*Document excerpt*.
┄┄┄┄┄┄┄┄┄┄┄┄┄┄┄┄┄┄┄┄

Molecular gastronomy

The terms “soft condensed matter physics, biochemistry, and molecular biology” are not usually associated by the average person with “bread, cheese fondue, and the mystery of milky sambuca,’ but as Rachel Ehrenberg recently pointed out in Science News, they should be.

That’s because (and if you watch the Food Network, this won’t come as a surprise) the methods and knowledge of science are being increasingly enlisted to improve what comes out of chef’s kitchens.

“Molecular gastronomy” is a relatively new branch of science. But as one of its founding fathers, chef Hervé This of the French National Institute for Agricultural Research in Paris, points out in the Science News article, chemist Antoine Lavoisier experimented with the preparation of meat stock and physicist Benjamin Thompson invented a double boiler and a percolating coffeepot in way back in the late 1700s.

Still, in more recent years science’s main contribution to food preparation has been things like plastic-wrapped cheese slices and canned meat.

That began to change with an influential presentation by the late physicist Nicholas Kurti to the Royal Society of London in 1969. Kurti noted, “I think it is a sad reflection on our civilization that while we can and do measure the temperature in the atmosphere of Venus, we do not know what goes on inside our soufflés.”

┄┄┄┄┄┄┄┄┄┄┄┄┄┄┄┄┄┄┄┄

*Supplied data*.
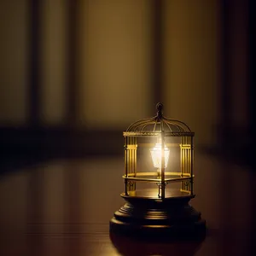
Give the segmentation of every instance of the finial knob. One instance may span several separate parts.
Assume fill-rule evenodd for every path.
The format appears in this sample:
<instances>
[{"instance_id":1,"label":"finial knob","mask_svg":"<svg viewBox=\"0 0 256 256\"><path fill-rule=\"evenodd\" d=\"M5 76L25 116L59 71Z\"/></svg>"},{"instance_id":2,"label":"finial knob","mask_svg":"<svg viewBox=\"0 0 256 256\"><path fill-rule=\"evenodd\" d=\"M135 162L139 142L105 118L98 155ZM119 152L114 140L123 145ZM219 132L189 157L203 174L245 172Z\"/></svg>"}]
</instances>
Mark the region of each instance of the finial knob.
<instances>
[{"instance_id":1,"label":"finial knob","mask_svg":"<svg viewBox=\"0 0 256 256\"><path fill-rule=\"evenodd\" d=\"M161 117L163 115L164 105L160 102L156 104L157 116Z\"/></svg>"}]
</instances>

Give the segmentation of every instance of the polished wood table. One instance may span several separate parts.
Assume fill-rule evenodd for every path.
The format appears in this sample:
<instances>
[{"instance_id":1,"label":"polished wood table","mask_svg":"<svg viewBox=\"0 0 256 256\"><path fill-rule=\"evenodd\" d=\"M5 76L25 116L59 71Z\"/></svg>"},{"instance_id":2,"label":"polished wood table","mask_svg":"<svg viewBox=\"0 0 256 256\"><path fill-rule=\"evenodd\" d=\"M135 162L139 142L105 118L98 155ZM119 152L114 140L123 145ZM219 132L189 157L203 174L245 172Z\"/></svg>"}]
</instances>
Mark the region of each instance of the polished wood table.
<instances>
[{"instance_id":1,"label":"polished wood table","mask_svg":"<svg viewBox=\"0 0 256 256\"><path fill-rule=\"evenodd\" d=\"M124 203L121 157L52 159L4 172L0 255L249 255L253 174L207 156L196 167L191 203L208 227L201 242L109 236L108 221Z\"/></svg>"}]
</instances>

┄┄┄┄┄┄┄┄┄┄┄┄┄┄┄┄┄┄┄┄

*Task set*.
1: Answer these questions from the molecular gastronomy article:
(a) In which publication did Rachel Ehrenberg write on the subject?
(b) What two things did physicist Benjamin Thompson invent?
(c) To what body did Nicholas Kurti give his presentation, and in what year?
2: From the molecular gastronomy article, extract everything from "That’s because (and" down to "and canned meat.".

*Answer set*.
1:
(a) Science News
(b) A double boiler and a percolating coffeepot
(c) The Royal Society of London, in 1969

2:
That’s because (and if you watch the Food Network, this won’t come as a surprise) the methods and knowledge of science are being increasingly enlisted to improve what comes out of chef’s kitchens.

“Molecular gastronomy” is a relatively new branch of science. But as one of its founding fathers, chef Hervé This of the French National Institute for Agricultural Research in Paris, points out in the Science News article, chemist Antoine Lavoisier experimented with the preparation of meat stock and physicist Benjamin Thompson invented a double boiler and a percolating coffeepot in way back in the late 1700s.

Still, in more recent years science’s main contribution to food preparation has been things like plastic-wrapped cheese slices and canned meat.